# [Raw records]
* * * *

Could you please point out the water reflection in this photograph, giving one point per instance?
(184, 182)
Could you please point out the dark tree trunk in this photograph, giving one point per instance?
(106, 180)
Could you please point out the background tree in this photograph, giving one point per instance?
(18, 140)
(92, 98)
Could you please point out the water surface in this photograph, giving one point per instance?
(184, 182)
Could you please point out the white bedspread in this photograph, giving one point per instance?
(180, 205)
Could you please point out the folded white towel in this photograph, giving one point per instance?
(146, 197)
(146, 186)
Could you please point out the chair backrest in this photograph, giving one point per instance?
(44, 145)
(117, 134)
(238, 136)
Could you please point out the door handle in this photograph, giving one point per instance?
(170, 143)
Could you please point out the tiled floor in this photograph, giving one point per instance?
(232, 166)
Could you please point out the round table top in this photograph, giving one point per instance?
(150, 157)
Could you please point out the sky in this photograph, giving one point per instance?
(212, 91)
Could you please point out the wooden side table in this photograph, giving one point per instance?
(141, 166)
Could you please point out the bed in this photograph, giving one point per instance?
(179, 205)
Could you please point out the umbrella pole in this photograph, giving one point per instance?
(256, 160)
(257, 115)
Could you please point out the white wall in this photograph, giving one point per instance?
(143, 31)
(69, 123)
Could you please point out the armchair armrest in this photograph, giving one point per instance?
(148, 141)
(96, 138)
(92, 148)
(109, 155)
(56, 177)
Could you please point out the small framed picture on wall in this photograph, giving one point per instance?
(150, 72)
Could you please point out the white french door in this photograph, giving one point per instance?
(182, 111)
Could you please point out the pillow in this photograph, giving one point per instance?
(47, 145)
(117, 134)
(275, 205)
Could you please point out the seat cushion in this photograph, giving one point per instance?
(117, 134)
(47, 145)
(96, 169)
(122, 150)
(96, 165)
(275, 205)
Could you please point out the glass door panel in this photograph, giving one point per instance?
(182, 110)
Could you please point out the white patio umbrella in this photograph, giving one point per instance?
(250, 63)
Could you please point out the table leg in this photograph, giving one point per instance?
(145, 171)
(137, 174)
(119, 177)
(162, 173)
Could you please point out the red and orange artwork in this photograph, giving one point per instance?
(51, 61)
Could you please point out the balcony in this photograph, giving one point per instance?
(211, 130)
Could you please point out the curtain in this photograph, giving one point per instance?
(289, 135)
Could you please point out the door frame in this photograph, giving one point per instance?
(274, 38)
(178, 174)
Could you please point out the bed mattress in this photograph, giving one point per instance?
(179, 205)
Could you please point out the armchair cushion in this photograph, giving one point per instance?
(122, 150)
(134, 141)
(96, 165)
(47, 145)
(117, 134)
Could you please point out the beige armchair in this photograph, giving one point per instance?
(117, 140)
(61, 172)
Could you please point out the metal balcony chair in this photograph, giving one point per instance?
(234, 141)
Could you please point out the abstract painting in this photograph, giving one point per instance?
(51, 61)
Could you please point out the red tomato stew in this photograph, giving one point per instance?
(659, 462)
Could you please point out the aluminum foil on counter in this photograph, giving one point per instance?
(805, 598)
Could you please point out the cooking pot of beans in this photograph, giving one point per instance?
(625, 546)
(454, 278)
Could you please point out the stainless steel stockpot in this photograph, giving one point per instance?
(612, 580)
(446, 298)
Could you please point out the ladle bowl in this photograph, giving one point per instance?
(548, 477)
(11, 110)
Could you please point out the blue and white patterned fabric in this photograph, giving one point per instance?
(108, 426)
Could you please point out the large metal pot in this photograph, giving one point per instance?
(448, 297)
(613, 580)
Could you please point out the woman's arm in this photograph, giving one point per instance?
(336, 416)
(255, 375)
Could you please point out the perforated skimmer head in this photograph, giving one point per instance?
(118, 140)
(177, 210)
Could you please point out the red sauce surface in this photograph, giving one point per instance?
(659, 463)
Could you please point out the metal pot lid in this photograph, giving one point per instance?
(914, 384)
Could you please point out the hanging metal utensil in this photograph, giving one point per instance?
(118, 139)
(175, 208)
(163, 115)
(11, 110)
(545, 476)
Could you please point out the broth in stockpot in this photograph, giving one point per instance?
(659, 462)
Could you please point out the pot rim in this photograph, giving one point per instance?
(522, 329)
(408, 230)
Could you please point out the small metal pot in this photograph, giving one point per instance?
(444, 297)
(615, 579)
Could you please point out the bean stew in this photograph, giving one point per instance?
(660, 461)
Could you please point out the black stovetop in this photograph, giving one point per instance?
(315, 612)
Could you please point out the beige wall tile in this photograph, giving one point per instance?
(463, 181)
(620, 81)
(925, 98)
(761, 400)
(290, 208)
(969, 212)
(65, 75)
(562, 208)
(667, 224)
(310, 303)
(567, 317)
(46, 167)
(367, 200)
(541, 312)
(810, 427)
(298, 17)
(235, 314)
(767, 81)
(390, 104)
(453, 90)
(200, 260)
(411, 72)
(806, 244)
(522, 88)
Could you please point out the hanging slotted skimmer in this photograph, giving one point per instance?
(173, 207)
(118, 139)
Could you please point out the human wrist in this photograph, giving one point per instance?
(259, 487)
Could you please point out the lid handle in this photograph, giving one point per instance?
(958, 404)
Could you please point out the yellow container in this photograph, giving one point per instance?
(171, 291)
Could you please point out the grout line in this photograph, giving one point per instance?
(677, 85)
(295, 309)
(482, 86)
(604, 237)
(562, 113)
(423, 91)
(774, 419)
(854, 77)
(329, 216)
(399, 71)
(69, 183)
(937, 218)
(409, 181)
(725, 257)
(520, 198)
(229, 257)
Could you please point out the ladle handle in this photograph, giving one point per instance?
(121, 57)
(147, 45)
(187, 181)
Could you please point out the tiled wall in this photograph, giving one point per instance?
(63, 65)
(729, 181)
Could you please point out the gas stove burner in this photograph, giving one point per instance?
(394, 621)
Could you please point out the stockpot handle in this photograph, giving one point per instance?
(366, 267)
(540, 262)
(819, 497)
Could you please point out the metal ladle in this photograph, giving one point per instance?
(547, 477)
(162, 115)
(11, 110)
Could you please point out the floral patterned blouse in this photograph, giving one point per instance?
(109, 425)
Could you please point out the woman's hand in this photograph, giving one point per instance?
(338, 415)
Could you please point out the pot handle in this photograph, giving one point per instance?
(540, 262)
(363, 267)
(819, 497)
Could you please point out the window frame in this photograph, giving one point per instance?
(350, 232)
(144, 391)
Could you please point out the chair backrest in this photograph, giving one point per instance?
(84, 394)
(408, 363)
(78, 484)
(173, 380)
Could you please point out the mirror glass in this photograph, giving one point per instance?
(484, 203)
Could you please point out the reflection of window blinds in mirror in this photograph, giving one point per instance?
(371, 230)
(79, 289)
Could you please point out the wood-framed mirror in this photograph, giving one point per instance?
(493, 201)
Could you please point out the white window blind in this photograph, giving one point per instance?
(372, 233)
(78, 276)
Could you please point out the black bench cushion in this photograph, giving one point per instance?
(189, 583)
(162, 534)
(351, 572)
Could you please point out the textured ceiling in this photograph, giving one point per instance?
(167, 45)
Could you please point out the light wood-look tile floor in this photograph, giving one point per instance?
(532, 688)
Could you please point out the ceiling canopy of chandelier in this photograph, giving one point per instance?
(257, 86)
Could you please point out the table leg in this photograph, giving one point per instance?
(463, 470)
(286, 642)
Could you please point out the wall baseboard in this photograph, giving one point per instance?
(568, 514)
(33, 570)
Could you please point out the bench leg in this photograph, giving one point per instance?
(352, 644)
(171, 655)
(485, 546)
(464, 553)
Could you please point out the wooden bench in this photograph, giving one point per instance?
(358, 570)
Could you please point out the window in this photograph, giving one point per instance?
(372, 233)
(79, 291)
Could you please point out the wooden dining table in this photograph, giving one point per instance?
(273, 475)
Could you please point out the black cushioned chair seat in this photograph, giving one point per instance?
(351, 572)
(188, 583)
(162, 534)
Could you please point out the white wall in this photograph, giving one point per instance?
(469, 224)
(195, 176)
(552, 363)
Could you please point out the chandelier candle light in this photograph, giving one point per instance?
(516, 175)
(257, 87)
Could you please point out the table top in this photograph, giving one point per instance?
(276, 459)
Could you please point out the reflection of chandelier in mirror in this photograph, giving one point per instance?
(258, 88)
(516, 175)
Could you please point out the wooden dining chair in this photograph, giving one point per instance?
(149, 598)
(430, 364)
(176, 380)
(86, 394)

* * * *

# [Job]
Give back the lines of the listing from the one with "Could you please point out the black cushioned" through the end, both included, exactly as written and with nothing added.

# [Output]
Could you please point out the black cushioned chair seat in this photograph, giving one point per instance?
(351, 572)
(188, 583)
(162, 534)
Could you please point out the white wall in this photograph, giving one point per instance?
(469, 224)
(195, 176)
(552, 363)
Could you please point out the chandelier candle light in this photograph, giving one point per instance?
(516, 175)
(257, 87)
Could you please point out the table top in this photograph, giving one point per instance?
(276, 459)
Could you please point out the reflection of chandelier in mirror in this photograph, giving one point per instance?
(258, 88)
(516, 175)
Could you please point out the wooden dining chair in this photograph, giving one point per instance?
(149, 598)
(430, 364)
(176, 380)
(86, 394)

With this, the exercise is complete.